## Objective A
Repeat the records from the line containing "Every instance of the bamboo" through the end of the records, inclusive.
## Objective B
Pick up the football blog post after its last sentence and continue it.

## Source extract
##############################

Sunday, November 1, 2015
Real United 4-4 Clifton All Whites
Oh where to go on Saturday ? I miss my friend Finley the rabbit. He's holed up in his hutch in Keyworth. He was nine years old on August 28th. I still snigger at his crap score predictions over the years. I ring him up for a natter. We chuckle about the time he predicted a 4-4 draw for Real United v Holbrook St Michael's a few seasons ago.. I promised him a huge bag of carrots, that day, from Londis, if he was on the money. The visitors made it 5-4 in the 95th minute of the game. Finley's blinds were shut early that night. I decide to re-visit Real United again this Saturday. They're taking on the legendary Clifton All Whites, where so many Premiership stars first started out in junior football.
The Taxman and I call in on Greenwich Avenue on Tuesday evening to watch Basford United v Newcastle Town. Chances are few and far between. We have some banter with former Nottinghamshire Groundsman of the Year, Neil Swift. I spot a blade of grass missing on his billiard table playing surface. Clifton Under 19s are battered by a team from Rotherham two days later. Sometimes I really hate football.
I can't wait for the weekend to begin. I meet Ms Moon for a drinky poo in the Cross Keys on Weekday Cross in Nottingham city centre, before strolling up to Edin's Deli Cafe on Broad Street, opposite the Broadway Cinema. We're at a Halloween Party in Stanley Road, West Bridgford tomorrow. I have to be back for a 6:00pm appoinment with a make-up artist.

##############################

## Records excerpted from a collection

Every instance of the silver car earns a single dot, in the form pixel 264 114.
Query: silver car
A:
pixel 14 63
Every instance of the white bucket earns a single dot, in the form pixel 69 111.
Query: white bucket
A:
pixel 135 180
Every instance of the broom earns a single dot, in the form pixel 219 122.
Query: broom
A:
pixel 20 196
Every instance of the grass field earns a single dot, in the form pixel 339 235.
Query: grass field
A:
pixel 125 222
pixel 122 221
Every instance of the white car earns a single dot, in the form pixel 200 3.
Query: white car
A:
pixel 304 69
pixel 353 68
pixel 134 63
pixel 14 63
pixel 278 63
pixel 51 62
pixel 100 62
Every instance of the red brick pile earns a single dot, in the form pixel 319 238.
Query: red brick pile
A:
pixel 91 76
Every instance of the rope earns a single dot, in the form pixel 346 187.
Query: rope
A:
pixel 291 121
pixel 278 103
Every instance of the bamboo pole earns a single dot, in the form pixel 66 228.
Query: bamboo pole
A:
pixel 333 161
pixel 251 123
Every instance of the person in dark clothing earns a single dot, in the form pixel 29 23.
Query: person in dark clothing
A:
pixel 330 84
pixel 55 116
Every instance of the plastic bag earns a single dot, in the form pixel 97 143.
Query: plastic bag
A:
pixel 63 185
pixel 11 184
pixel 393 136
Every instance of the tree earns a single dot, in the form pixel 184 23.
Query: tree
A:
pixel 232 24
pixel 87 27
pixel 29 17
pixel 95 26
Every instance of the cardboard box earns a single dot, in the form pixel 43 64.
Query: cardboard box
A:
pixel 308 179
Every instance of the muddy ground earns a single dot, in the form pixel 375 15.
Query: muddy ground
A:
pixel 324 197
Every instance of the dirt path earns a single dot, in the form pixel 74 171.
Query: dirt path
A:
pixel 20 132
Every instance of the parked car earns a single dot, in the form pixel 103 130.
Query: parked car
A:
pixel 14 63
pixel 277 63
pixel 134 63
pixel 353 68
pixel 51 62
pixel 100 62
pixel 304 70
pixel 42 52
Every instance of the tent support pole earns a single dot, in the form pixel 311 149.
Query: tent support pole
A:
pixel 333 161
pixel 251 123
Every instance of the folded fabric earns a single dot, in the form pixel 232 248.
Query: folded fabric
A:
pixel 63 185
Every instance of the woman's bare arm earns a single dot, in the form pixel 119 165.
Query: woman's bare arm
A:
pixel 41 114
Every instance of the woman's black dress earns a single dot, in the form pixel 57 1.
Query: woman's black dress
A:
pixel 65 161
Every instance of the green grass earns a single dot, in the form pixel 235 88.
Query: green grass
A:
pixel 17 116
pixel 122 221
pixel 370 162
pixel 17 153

##############################

## Expected answer A
Every instance of the bamboo pole earns a single dot, in the form pixel 66 228.
Query: bamboo pole
A:
pixel 333 161
pixel 251 123
Every instance of the person in dark clothing earns a single dot, in the form pixel 29 23.
Query: person in dark clothing
A:
pixel 330 84
pixel 55 116
Every instance of the plastic bag earns a single dot, in the form pixel 97 143.
Query: plastic bag
A:
pixel 63 185
pixel 11 184
pixel 393 136
Every instance of the tree earns a single dot, in the form pixel 184 23.
Query: tree
A:
pixel 232 24
pixel 87 27
pixel 29 17
pixel 95 26
Every instance of the cardboard box earns a single dot, in the form pixel 43 64.
Query: cardboard box
A:
pixel 308 179
Every instance of the muddy ground earns a single dot, in the form pixel 375 15.
Query: muddy ground
A:
pixel 324 197
Every instance of the dirt path earns a single dot, in the form pixel 74 171.
Query: dirt path
A:
pixel 20 132
Every instance of the parked car earns a single dot, in the form pixel 103 130.
Query: parked car
A:
pixel 14 63
pixel 277 63
pixel 134 63
pixel 353 68
pixel 51 62
pixel 100 62
pixel 304 70
pixel 42 52
Every instance of the tent support pole earns a single dot, in the form pixel 311 149.
Query: tent support pole
A:
pixel 333 161
pixel 251 123
Every instance of the folded fabric earns a single dot, in the form pixel 232 248.
Query: folded fabric
A:
pixel 63 185
Every instance of the woman's bare arm earns a single dot, in the form pixel 119 165.
Query: woman's bare arm
A:
pixel 41 114
Every instance of the woman's black dress earns a single dot, in the form pixel 57 1.
Query: woman's black dress
A:
pixel 65 161
Every instance of the green grass earns a single dot, in the form pixel 235 88.
Query: green grass
A:
pixel 17 116
pixel 122 221
pixel 370 162
pixel 17 153

## Expected answer B
It's been a long week. I don't rise until 9:45am on Saturday. Murphy is crying like a little baby, because he's still got the towel draped over his cage, and has missed most of the Brian Matthew's 60s radio show. A bit of the Four Seasons cheers up my feathered friend. He's soon sinking back into a deep depression when that bungling fool Graham Norton spins Olly Murs new single. Murphy and Murs have previous.
We give the house a Mrs Doubtfire two hour once-over, before retiring for lunch up at the Elwes Arms in Bakersfield. It's an old haunt of mine, that I used to visit when following the Keyworth Tavern pool team, back in the day. Marvin Gaye's Motown classic 'What's Going On' is on Tony Blackburn's Pick of the Pops. I shed a tear that Murphy will be riding on his swing listening to it, crystal clear on his new DAB radio.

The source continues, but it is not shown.